• [Zu bearbeitende Daten]:
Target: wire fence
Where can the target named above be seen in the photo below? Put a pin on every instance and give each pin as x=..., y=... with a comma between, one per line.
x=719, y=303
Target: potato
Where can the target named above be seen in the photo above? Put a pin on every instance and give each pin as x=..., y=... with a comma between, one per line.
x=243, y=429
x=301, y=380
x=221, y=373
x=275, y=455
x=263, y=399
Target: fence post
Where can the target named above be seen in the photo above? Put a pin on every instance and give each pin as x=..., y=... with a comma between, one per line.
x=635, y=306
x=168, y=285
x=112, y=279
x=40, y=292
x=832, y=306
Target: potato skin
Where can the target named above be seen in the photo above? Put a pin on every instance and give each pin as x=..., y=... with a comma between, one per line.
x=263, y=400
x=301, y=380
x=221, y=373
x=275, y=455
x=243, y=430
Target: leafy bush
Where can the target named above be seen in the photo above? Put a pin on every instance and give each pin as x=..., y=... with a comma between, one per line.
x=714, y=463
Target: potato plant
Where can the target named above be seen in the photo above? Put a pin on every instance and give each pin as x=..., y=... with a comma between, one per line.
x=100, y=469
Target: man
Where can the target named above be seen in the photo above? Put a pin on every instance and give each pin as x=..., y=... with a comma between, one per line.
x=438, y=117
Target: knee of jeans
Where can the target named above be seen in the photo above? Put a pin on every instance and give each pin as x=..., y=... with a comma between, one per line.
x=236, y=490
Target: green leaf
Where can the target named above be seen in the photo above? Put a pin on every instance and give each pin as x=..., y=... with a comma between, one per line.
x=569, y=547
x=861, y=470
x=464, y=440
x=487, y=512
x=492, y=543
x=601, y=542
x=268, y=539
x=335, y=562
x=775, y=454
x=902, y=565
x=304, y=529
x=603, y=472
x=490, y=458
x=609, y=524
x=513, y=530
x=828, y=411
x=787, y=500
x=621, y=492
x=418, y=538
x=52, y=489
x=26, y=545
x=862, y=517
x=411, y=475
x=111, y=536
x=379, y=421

• [Anforderung]:
Gib oben die Zeilen von der mit „Target: man“ bis einschließlich der mit „x=236, y=490“ vollständig wieder. Verschiebe dabei jede Koordinate in den Antworten um -81.

• [Schriftliche Antwort]:
Target: man
Where can the target named above be seen in the photo above? Put a pin on every instance and give each pin as x=..., y=... with a comma between, one per line.
x=357, y=36
Target: knee of jeans
Where can the target named above be seen in the photo above? Put a pin on every instance and give each pin as x=..., y=... with a comma between, one per line.
x=155, y=409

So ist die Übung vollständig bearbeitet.